◆ **Texto extraído**:

************

Gustavo Morel Leite, 43 anos, é um dos 800 mil consumidores que geram energia solar no país, número que praticamente dobrou neste ano: em janeiro, eram 450 mil, segundo dados da Associação Brasileira de Energia Solar Fotovoltaica (Absolar). Quando optou por instalar os painéis em sua casa em Atibaia, no interior do estado de São Paulo, o advogado enxergou mais do que uma oportunidade para economizar na conta de luz. Verificou que se aproveitasse a radiação que incide em seu telhado poderia fornecer energia para outras casas de sua família.
Dessa forma, o investimento que realizou há cinco anos se pagou mais rapidamente do que o previsto. Os R$ 60 mil, que em tese seriam compensados em quatro anos e meio, acabaram recuperados um ano antes.
O aumento de 30% no preço da energia elétrica residencial neste ano (variação nos 12 meses encerrados em outubro, segundo o IPCA, calculado pelo IBGE), em razão da segunda crise hídrica que Leite enfrenta desde a instalação dos equipamentos solares, também colaborou para o investimento ser compensado de forma mais rápida.
“Eu pagava R$ 350 de conta de luz em casa. Hoje, pago apenas a taxa de manutenção de R$ 50 para a concessionária. Geralmente, quando há menos luz solar, uso os créditos que gero quando o sol é intenso. Dificilmente, portanto, pago pelo uso de energia, pois posso utilizar os créditos por até cinco anos”, contou à EXAME Invest.
A geração solar e os créditos são controlados por meio de um aplicativo, afirmou Leite. “É possível acompanhar até o quanto de gás carbônico estou deixando de lançar na atmosfera”.
O advogado Gustavo Morel mostra os painéis de energia solar de sua casa em Atibaia, São Paulo | Foto: Divulgação (Gustavo Morel/Divulgação)
Para distribuir os seus créditos, Leite colocou as contas de energia elétrica da família no seu nome. As casas são atendidas pela mesma concessionária — não é permitido distribuir créditos para outras empresas. Seu pai, por exemplo, mora no litoral do estado, no Guarujá, e recebe os créditos da energia solar produzida em Atibaia.

************

◆ **Dados brutos**:

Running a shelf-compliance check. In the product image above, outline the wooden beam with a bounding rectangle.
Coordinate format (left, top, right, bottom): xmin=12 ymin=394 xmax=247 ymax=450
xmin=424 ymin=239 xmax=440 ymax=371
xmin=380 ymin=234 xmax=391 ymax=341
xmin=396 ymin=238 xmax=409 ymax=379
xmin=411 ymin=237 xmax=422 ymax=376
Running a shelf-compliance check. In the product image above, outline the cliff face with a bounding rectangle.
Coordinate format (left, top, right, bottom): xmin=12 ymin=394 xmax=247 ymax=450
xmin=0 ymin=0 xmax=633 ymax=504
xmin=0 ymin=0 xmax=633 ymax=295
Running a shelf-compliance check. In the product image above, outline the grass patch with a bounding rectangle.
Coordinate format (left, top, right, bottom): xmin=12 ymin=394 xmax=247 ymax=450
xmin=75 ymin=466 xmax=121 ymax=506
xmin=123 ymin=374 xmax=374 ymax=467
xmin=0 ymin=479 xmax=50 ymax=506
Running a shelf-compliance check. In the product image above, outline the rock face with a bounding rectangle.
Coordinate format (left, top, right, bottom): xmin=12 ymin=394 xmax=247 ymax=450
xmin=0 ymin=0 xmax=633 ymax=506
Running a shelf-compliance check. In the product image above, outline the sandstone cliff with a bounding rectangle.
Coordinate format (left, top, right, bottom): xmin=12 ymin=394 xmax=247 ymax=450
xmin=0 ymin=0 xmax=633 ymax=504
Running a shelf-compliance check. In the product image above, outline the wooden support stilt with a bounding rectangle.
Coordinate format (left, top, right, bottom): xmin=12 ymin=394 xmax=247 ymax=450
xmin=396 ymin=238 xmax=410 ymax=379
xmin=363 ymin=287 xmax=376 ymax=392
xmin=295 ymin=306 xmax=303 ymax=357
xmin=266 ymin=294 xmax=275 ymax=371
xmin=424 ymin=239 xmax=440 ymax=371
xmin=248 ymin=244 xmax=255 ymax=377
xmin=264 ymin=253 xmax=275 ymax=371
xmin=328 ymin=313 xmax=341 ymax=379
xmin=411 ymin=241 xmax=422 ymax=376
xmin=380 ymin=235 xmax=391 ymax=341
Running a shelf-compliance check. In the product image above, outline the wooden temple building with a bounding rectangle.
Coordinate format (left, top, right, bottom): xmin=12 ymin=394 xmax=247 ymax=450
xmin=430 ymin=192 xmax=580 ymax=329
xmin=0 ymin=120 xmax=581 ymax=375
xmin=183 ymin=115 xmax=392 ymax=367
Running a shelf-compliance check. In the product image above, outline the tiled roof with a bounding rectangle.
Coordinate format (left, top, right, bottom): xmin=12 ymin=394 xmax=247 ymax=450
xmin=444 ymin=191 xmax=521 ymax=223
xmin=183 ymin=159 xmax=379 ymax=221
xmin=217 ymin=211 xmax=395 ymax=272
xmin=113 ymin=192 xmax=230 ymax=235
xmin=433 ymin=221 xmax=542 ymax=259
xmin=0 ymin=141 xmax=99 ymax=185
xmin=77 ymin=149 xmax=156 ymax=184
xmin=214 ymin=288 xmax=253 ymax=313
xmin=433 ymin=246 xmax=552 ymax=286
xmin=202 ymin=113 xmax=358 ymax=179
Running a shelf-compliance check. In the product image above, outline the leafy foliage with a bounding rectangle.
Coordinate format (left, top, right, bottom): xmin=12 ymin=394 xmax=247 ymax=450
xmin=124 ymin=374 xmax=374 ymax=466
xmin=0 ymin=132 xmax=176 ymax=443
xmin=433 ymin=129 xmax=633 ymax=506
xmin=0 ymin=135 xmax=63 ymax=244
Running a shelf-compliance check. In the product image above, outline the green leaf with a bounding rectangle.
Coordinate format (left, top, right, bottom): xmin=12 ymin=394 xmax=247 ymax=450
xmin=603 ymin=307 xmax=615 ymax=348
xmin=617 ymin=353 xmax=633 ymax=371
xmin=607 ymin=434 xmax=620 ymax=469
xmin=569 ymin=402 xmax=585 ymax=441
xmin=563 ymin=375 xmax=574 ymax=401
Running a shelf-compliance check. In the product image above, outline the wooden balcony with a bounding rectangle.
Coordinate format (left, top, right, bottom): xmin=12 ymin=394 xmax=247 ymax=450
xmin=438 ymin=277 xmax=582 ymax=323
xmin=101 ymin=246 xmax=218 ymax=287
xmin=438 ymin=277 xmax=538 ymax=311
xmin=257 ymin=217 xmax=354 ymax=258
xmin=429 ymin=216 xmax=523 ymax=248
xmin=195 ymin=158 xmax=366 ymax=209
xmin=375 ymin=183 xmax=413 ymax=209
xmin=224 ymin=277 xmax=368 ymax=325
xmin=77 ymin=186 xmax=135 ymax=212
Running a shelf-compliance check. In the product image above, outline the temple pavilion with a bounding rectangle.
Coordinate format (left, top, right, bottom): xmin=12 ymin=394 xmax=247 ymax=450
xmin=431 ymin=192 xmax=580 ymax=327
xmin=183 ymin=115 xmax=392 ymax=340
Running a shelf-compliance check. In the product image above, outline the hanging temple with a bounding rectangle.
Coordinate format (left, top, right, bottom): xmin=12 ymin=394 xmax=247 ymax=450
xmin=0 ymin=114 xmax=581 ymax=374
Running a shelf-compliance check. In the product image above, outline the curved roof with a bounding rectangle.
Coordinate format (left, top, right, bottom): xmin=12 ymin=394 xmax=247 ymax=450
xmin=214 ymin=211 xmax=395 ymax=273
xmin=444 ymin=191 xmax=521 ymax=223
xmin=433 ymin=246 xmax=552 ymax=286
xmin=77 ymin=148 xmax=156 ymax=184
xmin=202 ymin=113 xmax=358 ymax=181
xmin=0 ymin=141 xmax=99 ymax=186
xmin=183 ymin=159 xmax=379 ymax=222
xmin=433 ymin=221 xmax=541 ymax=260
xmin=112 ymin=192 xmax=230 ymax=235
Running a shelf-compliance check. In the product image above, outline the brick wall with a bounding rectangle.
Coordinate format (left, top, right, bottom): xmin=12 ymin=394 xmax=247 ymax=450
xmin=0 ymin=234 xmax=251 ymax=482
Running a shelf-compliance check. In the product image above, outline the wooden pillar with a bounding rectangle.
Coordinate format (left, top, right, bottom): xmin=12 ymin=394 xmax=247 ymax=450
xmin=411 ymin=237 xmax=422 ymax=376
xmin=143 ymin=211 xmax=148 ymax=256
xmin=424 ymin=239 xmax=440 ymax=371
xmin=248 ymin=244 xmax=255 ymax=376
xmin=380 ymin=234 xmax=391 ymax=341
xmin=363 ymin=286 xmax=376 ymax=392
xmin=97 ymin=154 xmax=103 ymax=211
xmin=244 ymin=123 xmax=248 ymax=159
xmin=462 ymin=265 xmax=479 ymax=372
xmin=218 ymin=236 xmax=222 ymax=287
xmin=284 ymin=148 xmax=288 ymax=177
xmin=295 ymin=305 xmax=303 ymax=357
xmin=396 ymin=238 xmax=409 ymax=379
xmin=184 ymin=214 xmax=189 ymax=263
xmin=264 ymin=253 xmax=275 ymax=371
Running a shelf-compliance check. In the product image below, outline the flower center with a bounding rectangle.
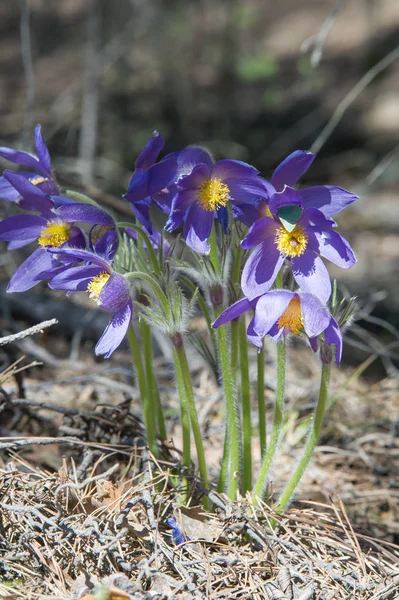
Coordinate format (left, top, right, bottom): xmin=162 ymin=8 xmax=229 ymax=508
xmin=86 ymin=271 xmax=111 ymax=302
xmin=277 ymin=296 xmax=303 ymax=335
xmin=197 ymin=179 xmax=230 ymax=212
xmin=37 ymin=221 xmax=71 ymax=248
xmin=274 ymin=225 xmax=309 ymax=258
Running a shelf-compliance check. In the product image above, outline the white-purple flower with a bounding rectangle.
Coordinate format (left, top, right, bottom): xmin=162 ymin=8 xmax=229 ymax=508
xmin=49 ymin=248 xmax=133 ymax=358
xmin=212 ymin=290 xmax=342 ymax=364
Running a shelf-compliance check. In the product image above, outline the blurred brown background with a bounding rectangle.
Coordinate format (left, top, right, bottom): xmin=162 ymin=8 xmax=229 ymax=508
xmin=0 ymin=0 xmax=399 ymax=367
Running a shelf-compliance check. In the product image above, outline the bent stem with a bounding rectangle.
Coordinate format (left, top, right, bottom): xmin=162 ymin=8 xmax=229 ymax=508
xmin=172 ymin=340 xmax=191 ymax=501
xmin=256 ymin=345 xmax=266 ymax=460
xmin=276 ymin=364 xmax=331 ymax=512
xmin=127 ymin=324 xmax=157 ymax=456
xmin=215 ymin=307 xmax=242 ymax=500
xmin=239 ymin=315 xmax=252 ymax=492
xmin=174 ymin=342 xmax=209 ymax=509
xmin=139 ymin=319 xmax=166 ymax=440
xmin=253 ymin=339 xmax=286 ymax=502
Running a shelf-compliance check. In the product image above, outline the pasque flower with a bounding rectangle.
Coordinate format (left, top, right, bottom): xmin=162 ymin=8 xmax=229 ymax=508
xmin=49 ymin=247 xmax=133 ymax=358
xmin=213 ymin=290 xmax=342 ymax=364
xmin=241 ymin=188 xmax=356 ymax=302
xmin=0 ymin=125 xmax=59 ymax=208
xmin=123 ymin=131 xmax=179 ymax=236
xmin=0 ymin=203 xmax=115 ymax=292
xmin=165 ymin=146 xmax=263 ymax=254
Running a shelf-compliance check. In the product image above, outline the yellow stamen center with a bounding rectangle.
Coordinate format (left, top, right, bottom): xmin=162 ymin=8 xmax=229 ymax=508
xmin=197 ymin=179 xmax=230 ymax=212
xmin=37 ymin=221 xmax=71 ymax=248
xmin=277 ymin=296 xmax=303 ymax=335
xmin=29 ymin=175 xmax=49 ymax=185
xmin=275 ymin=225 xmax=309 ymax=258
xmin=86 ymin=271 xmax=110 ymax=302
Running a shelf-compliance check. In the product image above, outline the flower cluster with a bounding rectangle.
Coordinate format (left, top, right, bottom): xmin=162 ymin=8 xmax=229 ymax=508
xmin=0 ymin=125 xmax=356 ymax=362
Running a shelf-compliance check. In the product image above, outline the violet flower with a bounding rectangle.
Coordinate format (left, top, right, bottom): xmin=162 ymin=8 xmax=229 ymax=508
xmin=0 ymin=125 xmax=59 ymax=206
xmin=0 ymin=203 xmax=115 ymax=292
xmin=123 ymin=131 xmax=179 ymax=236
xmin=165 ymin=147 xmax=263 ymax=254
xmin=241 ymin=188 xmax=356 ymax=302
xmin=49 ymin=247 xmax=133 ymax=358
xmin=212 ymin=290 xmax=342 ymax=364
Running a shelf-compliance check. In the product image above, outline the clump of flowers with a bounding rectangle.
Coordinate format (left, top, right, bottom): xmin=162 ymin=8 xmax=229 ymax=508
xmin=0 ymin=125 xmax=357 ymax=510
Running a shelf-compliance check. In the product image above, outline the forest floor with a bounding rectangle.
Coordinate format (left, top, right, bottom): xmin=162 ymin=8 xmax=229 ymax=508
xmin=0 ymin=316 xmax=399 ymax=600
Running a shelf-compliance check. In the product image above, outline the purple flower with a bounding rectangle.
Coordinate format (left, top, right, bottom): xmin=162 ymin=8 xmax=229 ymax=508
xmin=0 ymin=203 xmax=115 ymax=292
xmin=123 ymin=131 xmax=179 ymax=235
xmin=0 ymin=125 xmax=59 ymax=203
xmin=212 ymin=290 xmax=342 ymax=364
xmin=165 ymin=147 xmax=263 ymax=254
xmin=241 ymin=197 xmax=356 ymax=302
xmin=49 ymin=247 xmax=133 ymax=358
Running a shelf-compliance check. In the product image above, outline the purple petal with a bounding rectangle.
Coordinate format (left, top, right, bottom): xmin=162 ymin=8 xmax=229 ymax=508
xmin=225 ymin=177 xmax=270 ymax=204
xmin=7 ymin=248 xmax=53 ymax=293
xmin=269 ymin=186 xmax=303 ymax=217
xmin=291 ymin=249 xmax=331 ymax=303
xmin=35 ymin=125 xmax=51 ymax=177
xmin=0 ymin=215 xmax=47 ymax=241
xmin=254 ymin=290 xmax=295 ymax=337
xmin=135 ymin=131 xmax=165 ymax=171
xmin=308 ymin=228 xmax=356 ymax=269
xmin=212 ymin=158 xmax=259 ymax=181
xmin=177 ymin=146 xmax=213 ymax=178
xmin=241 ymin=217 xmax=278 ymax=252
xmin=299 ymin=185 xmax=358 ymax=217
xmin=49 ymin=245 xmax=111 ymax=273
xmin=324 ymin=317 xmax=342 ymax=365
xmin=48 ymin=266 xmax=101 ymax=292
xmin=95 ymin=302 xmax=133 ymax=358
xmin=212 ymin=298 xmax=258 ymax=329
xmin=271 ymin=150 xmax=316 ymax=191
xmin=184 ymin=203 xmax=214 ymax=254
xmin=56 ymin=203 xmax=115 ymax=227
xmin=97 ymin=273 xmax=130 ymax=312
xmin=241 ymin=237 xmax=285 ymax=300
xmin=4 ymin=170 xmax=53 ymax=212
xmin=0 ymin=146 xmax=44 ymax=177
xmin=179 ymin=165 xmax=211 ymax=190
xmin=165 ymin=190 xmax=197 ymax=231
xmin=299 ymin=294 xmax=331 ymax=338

************

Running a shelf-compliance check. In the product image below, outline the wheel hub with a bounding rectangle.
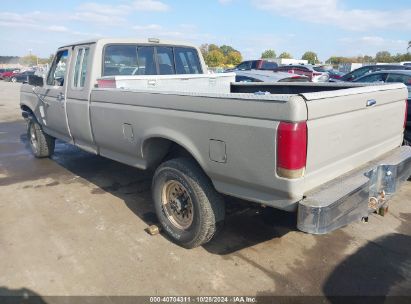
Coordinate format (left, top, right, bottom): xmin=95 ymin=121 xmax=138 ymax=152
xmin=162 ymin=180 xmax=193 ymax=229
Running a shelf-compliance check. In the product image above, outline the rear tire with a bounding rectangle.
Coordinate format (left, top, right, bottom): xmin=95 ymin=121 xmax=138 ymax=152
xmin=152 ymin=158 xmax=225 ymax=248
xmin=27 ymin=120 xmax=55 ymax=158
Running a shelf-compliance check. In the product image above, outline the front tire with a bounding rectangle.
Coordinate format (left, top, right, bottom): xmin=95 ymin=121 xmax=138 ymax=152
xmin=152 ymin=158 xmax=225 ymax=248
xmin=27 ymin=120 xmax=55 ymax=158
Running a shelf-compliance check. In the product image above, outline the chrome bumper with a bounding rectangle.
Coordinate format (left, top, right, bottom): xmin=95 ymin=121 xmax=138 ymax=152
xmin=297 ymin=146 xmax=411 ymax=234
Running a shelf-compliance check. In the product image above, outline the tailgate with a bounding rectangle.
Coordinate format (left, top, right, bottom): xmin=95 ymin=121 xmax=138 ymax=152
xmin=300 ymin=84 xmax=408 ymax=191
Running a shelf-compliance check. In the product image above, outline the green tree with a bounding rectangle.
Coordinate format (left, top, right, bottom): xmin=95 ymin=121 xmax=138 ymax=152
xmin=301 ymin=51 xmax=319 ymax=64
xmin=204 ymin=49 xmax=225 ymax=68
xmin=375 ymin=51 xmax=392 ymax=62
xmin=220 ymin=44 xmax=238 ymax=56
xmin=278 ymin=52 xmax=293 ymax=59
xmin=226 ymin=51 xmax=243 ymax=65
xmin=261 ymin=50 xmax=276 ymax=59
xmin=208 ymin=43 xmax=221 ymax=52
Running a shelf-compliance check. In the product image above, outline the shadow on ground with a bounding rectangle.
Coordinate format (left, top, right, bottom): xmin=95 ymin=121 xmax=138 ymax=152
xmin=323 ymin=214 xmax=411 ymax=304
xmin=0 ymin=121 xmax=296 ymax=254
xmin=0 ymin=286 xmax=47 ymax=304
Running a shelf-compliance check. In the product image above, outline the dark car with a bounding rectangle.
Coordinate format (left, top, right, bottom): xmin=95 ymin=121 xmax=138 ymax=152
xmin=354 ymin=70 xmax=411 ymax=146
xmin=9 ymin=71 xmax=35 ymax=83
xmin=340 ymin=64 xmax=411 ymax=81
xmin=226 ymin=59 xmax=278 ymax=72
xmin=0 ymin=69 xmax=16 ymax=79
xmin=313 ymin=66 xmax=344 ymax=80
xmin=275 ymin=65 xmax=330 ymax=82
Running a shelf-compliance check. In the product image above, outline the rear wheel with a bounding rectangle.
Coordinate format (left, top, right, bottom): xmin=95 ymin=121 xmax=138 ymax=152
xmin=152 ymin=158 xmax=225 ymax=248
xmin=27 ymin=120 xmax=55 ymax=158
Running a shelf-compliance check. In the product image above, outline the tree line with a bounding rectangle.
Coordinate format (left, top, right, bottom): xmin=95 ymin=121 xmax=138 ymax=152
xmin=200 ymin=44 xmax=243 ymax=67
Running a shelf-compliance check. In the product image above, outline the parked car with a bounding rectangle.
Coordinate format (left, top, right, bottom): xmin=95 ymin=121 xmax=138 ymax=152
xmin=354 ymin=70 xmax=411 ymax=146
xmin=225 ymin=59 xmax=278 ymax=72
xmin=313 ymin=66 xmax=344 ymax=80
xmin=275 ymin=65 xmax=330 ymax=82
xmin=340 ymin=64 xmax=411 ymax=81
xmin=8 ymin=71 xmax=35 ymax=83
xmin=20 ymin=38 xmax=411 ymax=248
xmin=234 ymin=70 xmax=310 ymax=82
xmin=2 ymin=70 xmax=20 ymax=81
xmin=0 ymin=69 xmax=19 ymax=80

************

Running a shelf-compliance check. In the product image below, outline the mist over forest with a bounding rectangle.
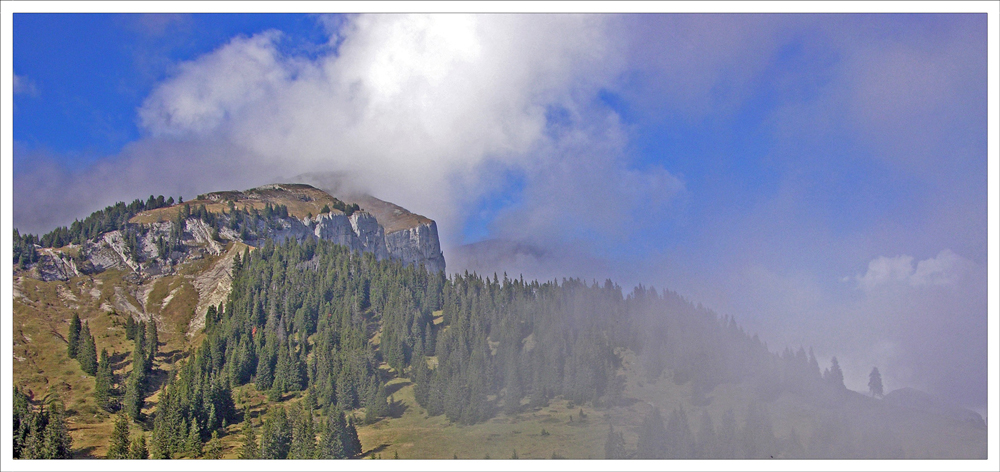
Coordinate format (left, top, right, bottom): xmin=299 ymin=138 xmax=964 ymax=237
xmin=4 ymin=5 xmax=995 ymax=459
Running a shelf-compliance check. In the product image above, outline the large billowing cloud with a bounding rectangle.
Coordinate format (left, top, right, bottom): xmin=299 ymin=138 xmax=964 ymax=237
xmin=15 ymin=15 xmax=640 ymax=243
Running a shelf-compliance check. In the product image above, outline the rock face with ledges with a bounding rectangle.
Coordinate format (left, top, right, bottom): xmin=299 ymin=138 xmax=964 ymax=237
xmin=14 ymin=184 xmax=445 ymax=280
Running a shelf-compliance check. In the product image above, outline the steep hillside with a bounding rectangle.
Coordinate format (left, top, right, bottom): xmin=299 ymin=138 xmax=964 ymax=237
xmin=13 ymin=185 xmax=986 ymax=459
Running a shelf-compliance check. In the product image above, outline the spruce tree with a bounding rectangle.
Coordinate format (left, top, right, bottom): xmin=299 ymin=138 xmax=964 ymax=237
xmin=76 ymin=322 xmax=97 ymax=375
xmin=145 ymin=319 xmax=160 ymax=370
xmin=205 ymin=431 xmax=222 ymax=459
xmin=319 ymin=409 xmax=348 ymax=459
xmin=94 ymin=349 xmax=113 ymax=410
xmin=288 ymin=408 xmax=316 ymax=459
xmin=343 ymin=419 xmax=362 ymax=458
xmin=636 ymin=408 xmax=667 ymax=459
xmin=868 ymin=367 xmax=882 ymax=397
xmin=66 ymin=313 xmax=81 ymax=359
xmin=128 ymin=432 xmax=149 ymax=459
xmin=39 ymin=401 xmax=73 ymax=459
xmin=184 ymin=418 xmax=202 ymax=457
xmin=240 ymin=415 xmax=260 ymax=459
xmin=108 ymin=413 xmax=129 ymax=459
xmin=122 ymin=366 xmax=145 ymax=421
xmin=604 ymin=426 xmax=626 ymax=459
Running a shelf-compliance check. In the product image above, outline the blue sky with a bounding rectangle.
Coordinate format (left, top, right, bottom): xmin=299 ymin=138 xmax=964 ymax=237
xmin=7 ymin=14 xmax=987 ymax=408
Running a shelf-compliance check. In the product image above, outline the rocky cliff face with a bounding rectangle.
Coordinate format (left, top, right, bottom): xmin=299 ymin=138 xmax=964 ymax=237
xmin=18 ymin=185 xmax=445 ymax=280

************

Liste todos os valores em reais que aparecem no texto sobre energia solar. As entradas formam um material separado do texto.

- R$ 60 mil: o investimento nos painéis
- R$ 350: a conta de luz que ele pagava antes
- R$ 50: a taxa de manutenção que paga hoje à concessionária